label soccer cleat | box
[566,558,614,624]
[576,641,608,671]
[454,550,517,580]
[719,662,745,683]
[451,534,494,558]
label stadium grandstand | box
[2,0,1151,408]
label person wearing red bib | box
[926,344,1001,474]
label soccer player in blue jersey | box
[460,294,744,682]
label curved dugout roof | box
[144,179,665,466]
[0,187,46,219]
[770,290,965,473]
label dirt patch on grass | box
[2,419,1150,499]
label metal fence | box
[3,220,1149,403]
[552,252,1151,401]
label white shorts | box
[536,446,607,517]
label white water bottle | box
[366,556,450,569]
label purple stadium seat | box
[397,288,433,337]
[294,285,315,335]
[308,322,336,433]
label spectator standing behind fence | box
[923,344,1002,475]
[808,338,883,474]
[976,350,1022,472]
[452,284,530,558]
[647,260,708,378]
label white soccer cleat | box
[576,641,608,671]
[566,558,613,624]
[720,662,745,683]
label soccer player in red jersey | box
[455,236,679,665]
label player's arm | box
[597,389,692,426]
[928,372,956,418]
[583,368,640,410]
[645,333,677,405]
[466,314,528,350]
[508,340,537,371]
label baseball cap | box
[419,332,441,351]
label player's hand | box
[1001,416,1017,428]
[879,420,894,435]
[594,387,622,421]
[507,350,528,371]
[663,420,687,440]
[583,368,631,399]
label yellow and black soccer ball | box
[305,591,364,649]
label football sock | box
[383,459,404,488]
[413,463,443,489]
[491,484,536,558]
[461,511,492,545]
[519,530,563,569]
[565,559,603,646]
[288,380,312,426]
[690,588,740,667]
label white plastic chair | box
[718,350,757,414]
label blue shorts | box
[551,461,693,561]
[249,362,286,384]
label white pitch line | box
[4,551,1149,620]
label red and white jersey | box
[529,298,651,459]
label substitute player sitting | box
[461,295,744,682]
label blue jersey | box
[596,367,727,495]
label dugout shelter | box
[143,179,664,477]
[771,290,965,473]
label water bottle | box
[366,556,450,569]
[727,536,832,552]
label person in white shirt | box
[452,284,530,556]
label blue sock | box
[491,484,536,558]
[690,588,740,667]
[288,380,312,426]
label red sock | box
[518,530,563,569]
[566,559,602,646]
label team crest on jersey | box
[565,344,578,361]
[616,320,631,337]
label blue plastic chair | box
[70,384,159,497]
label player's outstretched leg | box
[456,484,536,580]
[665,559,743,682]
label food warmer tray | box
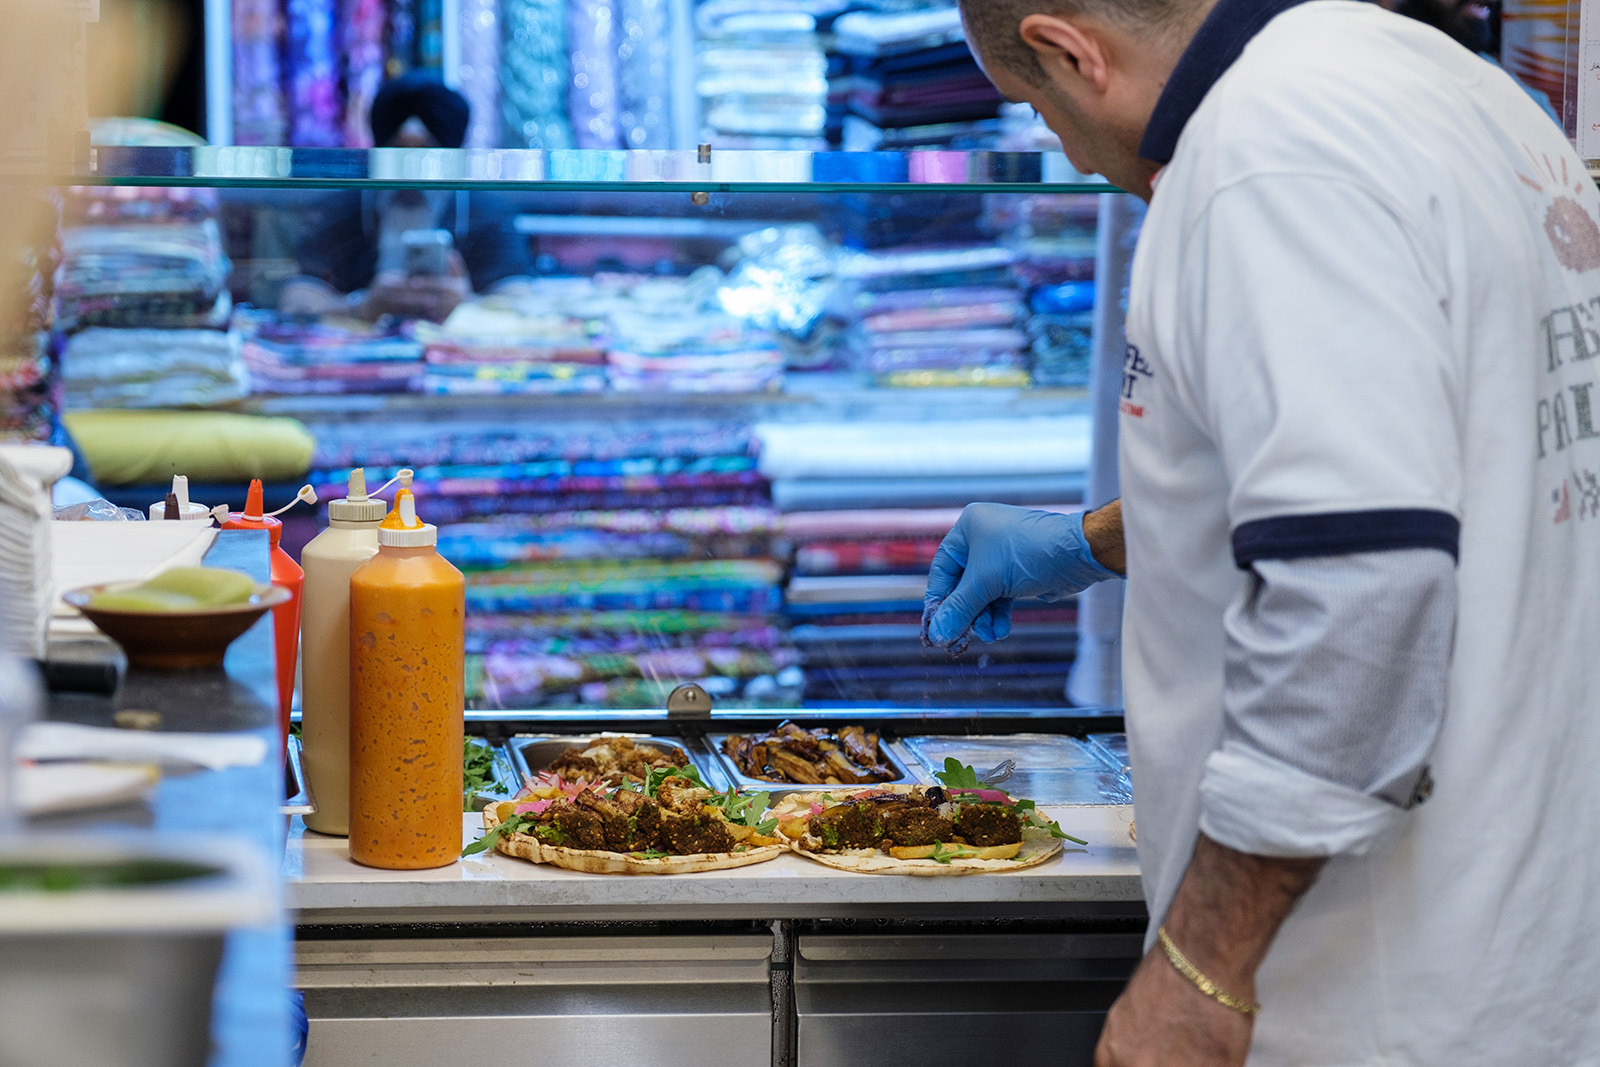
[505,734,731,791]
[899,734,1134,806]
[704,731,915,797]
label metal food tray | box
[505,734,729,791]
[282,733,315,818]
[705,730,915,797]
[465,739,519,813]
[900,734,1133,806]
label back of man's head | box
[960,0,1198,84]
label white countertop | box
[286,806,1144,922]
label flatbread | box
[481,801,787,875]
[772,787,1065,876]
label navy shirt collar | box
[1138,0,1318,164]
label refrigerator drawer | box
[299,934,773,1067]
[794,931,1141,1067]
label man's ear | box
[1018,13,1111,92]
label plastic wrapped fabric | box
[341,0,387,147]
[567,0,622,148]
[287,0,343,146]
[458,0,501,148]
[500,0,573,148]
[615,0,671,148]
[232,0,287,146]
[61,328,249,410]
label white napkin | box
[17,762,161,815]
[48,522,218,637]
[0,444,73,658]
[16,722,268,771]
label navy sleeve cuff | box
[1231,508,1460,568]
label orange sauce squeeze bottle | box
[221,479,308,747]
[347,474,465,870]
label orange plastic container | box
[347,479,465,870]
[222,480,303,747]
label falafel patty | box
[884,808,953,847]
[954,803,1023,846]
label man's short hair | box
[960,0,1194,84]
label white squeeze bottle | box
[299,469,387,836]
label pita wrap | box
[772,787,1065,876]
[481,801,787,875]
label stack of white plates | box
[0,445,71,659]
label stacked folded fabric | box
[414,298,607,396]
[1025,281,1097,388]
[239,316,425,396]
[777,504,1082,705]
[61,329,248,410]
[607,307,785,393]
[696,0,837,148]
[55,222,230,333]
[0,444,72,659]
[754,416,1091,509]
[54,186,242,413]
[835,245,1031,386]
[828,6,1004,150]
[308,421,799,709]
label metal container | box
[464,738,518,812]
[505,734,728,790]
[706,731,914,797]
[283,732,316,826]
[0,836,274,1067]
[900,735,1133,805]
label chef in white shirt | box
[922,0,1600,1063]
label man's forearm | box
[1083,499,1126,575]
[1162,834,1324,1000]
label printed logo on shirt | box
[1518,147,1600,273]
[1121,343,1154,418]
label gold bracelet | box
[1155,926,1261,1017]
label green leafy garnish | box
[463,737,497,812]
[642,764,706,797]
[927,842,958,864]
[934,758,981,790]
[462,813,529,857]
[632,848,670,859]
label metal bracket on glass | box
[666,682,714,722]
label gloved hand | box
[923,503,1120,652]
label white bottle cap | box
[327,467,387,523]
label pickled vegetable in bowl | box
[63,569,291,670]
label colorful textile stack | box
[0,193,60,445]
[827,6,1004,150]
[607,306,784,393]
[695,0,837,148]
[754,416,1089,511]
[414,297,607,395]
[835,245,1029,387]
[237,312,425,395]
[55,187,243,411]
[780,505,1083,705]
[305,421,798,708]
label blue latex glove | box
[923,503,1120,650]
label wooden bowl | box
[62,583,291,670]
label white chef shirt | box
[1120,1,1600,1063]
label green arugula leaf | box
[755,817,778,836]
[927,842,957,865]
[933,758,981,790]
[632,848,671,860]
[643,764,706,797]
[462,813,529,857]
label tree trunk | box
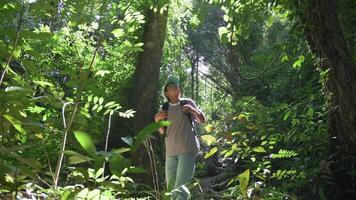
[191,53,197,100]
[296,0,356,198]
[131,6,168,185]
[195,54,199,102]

-=-=-=-=-

» Task to carry out
Would you give the material back exactly, minus the pictures?

» Answer to the exercise
label soccer cleat | box
[566,558,614,624]
[576,641,608,671]
[454,550,517,580]
[719,662,745,683]
[451,534,494,558]
label stadium grandstand | box
[2,0,1151,408]
label person wearing red bib | box
[926,344,1001,474]
label soccer player in blue jersey | box
[460,294,744,682]
label curved dugout roof | box
[144,179,665,466]
[0,187,46,219]
[770,290,965,473]
label dirt patch on grass | box
[2,419,1150,499]
label metal fence | box
[3,220,1149,403]
[552,252,1151,401]
label white shorts | box
[536,446,607,517]
label white water bottle | box
[366,556,450,569]
label purple stadium seat | box
[397,288,433,337]
[294,285,315,335]
[308,322,336,433]
label spectator standing behind fence | box
[923,344,1002,475]
[808,338,883,474]
[976,350,1022,472]
[452,284,530,558]
[647,260,708,378]
label white soccer cleat | box
[576,641,608,671]
[566,558,613,624]
[720,662,745,683]
label soccer player in red jersey | box
[455,236,679,665]
label player's arm | box
[597,389,692,426]
[928,372,956,418]
[583,368,640,410]
[645,333,677,405]
[466,314,528,350]
[508,340,537,371]
label baseball cap | box
[419,332,441,351]
label player's hand | box
[1001,416,1017,428]
[879,420,894,435]
[594,387,622,421]
[507,350,528,371]
[663,420,687,440]
[583,368,631,399]
label yellow and black soccer ball | box
[305,591,364,649]
label football sock | box
[383,459,404,488]
[413,463,443,489]
[491,484,536,558]
[461,511,492,545]
[519,530,563,569]
[565,559,603,646]
[288,380,312,426]
[690,588,740,667]
label white plastic chair | box
[718,350,757,414]
label blue shorts | box
[551,461,693,561]
[249,362,286,384]
label white pitch line | box
[4,551,1149,620]
label red and white jersey | box
[529,298,651,459]
label substitute player sitting | box
[461,295,744,682]
label blue jersey | box
[596,367,727,495]
label dugout shelter | box
[143,179,664,477]
[771,290,965,473]
label water bottle | box
[366,556,450,569]
[727,536,832,552]
label person in white shirt | box
[452,284,530,556]
label blue sock | box
[491,484,536,558]
[690,588,740,667]
[288,380,312,426]
label red sock | box
[518,530,563,569]
[566,559,602,646]
label team crest on jersey | box
[565,344,578,361]
[616,320,631,337]
label blue plastic chair | box
[70,384,159,497]
label player's outstretched leg | box
[456,484,536,580]
[665,559,743,682]
label food warmer tray | box
[505,734,731,791]
[899,734,1134,806]
[704,731,915,797]
label metal food tray | box
[505,734,729,791]
[282,733,315,818]
[705,730,915,797]
[465,739,519,813]
[900,734,1133,806]
label back of man's head | box
[960,0,1198,84]
label white countertop | box
[286,806,1144,922]
label flatbread | box
[481,801,787,875]
[772,787,1065,876]
label navy shirt collar | box
[1138,0,1318,164]
label refrigerator drawer | box
[299,934,773,1067]
[794,931,1141,1067]
label man's ear | box
[1018,13,1111,92]
label plastic wrapped fabric | box
[341,0,387,147]
[567,0,622,148]
[287,0,343,146]
[458,0,501,148]
[500,0,573,148]
[615,0,671,148]
[232,0,287,146]
[61,328,249,410]
label white napkin | box
[17,762,161,815]
[48,522,218,637]
[0,444,73,658]
[16,722,268,771]
label navy sleeve cuff | box
[1231,508,1460,568]
label orange sauce squeeze bottle | box
[221,479,308,747]
[347,474,465,870]
label orange plastic container | box
[347,479,465,870]
[222,480,303,747]
label falafel patty | box
[884,808,953,847]
[954,803,1023,846]
label man's short hair | box
[960,0,1194,84]
label white squeeze bottle | box
[299,469,387,836]
label pita wrap | box
[772,787,1065,876]
[481,801,787,875]
label stack of white plates | box
[0,445,71,659]
label stacked folded fabric | box
[414,298,607,396]
[1025,281,1097,388]
[239,316,425,396]
[777,504,1082,705]
[61,329,248,410]
[607,307,785,393]
[696,0,837,148]
[55,222,230,333]
[0,444,72,659]
[754,416,1091,509]
[54,186,242,413]
[835,245,1031,386]
[828,6,1004,150]
[308,421,799,709]
label metal container | box
[464,738,518,812]
[505,734,728,790]
[706,731,914,797]
[283,732,316,826]
[0,836,274,1067]
[900,735,1133,805]
label chef in white shirt | box
[922,0,1600,1063]
label man's forearm | box
[1083,499,1126,575]
[1162,834,1324,1000]
label printed logo on shirt | box
[1518,147,1600,273]
[1121,343,1154,418]
label gold bracelet | box
[1155,926,1261,1017]
label green leafy garnish | box
[463,737,497,812]
[642,764,706,797]
[927,842,958,864]
[934,758,981,790]
[462,813,529,857]
[632,848,670,859]
label metal bracket on glass | box
[666,682,714,722]
label gloved hand | box
[923,503,1120,652]
label white bottle cap | box
[327,467,387,523]
label pickled vegetable in bowl | box
[63,569,291,670]
label colorful textile stack | box
[0,193,60,445]
[827,6,1004,150]
[607,306,784,393]
[695,0,837,148]
[754,416,1089,511]
[414,297,607,395]
[835,245,1029,387]
[237,312,425,395]
[55,187,243,411]
[780,505,1083,705]
[305,421,798,708]
label blue latex glove | box
[923,503,1120,650]
label wooden bowl | box
[62,583,291,670]
label white chef shirt | box
[1120,1,1600,1063]
label green arugula leaf | box
[755,817,778,836]
[927,842,957,865]
[933,758,981,790]
[632,848,671,860]
[643,764,706,797]
[462,813,529,857]
label tree trunk | box
[191,53,197,100]
[296,0,356,198]
[131,6,168,185]
[195,54,199,102]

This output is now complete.